▶ **SELECTED TEXT**
_ _ _ _ _

I Believe in Tea
When I first get to know someone, I ask them what type of tea they like. It sounds like a strange icebreaker, I know. But there’s more to the subject than meets the eye.
Once my new friend and I have talked about our favorite kinds of tea, I’ll usually take a risk by dropping some interesting facts about tea. My favorite is always, “Did you know almost every tea – green, black, white, red, and even oolong – come from the same plant?”
The plant is called Camellia Sinensis. And it has been providing tasty drinks, beneficial foods, and even currency for thousands of years. In fact, there’s a tea tree that has been providing leaves for over 3,000 years in the Yunnan province. That’s the part of China where brewed tea originated as a drink.
I don’t have any great story about how I came to love tea. I’ve never been to China. I’ve never even been to a Chinatown in the United States. Maybe my love of tea springs from my Grandmother’s teapot collection. It was at a tea specialty store in King of Prussia, Pennsylvania that my love of tea was born. I bought a strawberry chili chocolate tea that day.
Talking about different flavors is fun, but my favorite part of any tea conversation is the talk of benefits. Anyone who’s been peddled tea has been told of the mysterious and powerful abilities that can be steeped into any cup of hot water. I’ve been told tea can aid digestion, fight cancer and whiten teeth. But to me tea is not some sort of silver bullet Medicare plan at 30 cents a day.
To me, tea is a stop sign. It is time consuming to steep tea correctly and drink it comfortably, and rightfully so. I believe in the power of tea to remind us to slow down and enjoy ourselves, and to savor every last drop.

_ _ _ _ _

▶ **INFORMATION SUPPLIED**
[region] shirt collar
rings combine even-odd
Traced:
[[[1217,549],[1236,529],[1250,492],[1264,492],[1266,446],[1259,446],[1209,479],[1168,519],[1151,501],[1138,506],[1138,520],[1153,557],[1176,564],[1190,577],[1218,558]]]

_ _ _ _ _

▶ **ASSIGNED TASK 1**
Answer these about the tea essay:
(a) Which plant does the essay say almost every tea comes from?
(b) In what province is the tea tree that has provided leaves for over 3,000 years?
(c) What tea did the writer buy at the specialty store in King of Prussia, Pennsylvania?
▶ **ASSIGNED TASK 2**
Pick up the tea essay after its last sentence and keep writing it.

▶ **EXERCISE ANSWER 1**
(a) Camellia Sinensis
(b) Yunnan
(c) A strawberry chili chocolate tea

▶ **EXERCISE ANSWER 2**
This might sound crazy, but legends and tales have my back on the importance of tea. My favorite story involves Laozi, the father of Daoism. The story goes that as Laozi approached the end of his life he began to lose faith in humanity. He saw a stagnancy in society, so he set out on a journey to leave the world behind.
While stopped by a customs official, Laozi was offered a cup of tea. At the time it was a fascinating new drink. He drank slowly, and watched the mysterious leaves unfurl and color his beverage. He praised the drink as miraculous and healing. It’s been said that this cup of tea inspired Laozi to record his thoughts on his journey and those thoughts became the revered book, the Dao De Jing. Daoism is based on this book. Tea inspired a religion.
Tea hasn’t inspired me to journey into the wilderness and record my thoughts, but it has proven inspirational to me in other ways. In times of sickness, all I really need to pull through is a hot cup of black mint tea. When I’m up late writing an essay, some pu-erh with strong fruits and herbs has always carried me through the night and sometimes into the early morning. I believe in the power of tea to heal, calm, and bring us together.